Document extract.
Saturday, November 21, 2009

flu shots

I got my flu shots this week.

1) Seasonal Flu Shot
My employer arranges for flu shots every year. On Thursday I went to City Hall, where Council Chambers has been transformed into an immunization clinic. A mega-jumbo syringe was on display, labeled "to be used for Mayor Corrigan only." There was no lineup, and I was in and out in five minutes. The City had planned to provide H1N1 shots at the same clinic, but eligibility was still restricted so I received the seasonal shot only (all of the other flu strains, but not H1N1).

2) H1N1 Flu Shot
The very next day, H1N1 immunization eligibility opened up to anyone who wanted it. So today I found a clinic online and attended. It was at the Poirier Rec Centre in Coquitlam, from 9am-3pm. When I arrived at 9:05, a long lineup snaked around the outside of the building. It was cold, but undercover, and seemed to be moving forward periodically. I was not in a hurry to be anywhere, so I stayed. Luckily, I had my iPod with me, so Dan Mangan kept me smiling and provided the 45 minute soundtrack to the outdoor waiting portion of my visit. Luckily also, the outdoor lineup was under cover. While we stood in the cold and damp, a deluge of sleet pounded down.

Input data.

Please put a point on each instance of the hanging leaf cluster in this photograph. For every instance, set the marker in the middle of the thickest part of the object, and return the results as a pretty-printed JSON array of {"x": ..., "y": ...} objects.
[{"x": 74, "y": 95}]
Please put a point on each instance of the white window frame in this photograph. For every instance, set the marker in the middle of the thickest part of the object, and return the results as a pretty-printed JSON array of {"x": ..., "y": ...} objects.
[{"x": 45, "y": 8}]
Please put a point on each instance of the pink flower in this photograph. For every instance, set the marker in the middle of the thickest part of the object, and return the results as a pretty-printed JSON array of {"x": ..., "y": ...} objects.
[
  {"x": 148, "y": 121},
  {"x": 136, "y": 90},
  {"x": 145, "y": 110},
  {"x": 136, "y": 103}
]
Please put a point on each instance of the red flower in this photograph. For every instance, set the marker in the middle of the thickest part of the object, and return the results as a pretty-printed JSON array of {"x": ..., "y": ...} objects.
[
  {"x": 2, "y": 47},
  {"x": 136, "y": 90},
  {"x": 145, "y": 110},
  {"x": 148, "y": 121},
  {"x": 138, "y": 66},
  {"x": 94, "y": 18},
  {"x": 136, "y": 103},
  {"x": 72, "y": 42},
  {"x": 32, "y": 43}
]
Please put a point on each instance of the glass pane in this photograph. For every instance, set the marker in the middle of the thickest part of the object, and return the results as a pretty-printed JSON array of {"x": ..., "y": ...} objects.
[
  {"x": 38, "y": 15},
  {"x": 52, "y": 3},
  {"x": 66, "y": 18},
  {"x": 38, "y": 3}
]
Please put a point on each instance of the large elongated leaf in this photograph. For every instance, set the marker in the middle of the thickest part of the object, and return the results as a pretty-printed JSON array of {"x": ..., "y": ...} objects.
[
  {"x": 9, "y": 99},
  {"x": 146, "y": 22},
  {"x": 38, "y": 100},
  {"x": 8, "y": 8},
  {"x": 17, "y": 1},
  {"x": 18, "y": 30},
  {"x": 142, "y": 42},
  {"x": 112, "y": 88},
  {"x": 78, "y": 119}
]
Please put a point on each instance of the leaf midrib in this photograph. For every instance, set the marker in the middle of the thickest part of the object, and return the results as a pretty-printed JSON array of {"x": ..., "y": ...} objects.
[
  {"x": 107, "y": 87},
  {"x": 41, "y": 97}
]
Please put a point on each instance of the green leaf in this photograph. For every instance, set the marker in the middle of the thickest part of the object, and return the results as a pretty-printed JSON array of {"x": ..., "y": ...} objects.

Problem description.
Write out the flu shots blog post again in full, word for word.

Result for this task.
Saturday, November 21, 2009

flu shots

I got my flu shots this week.

1) Seasonal Flu Shot
My employer arranges for flu shots every year. On Thursday I went to City Hall, where Council Chambers has been transformed into an immunization clinic. A mega-jumbo syringe was on display, labeled "to be used for Mayor Corrigan only." There was no lineup, and I was in and out in five minutes. The City had planned to provide H1N1 shots at the same clinic, but eligibility was still restricted so I received the seasonal shot only (all of the other flu strains, but not H1N1).

2) H1N1 Flu Shot
The very next day, H1N1 immunization eligibility opened up to anyone who wanted it. So today I found a clinic online and attended. It was at the Poirier Rec Centre in Coquitlam, from 9am-3pm. When I arrived at 9:05, a long lineup snaked around the outside of the building. It was cold, but undercover, and seemed to be moving forward periodically. I was not in a hurry to be anywhere, so I stayed. Luckily, I had my iPod with me, so Dan Mangan kept me smiling and provided the 45 minute soundtrack to the outdoor waiting portion of my visit. Luckily also, the outdoor lineup was under cover. While we stood in the cold and damp, a deluge of sleet pounded down.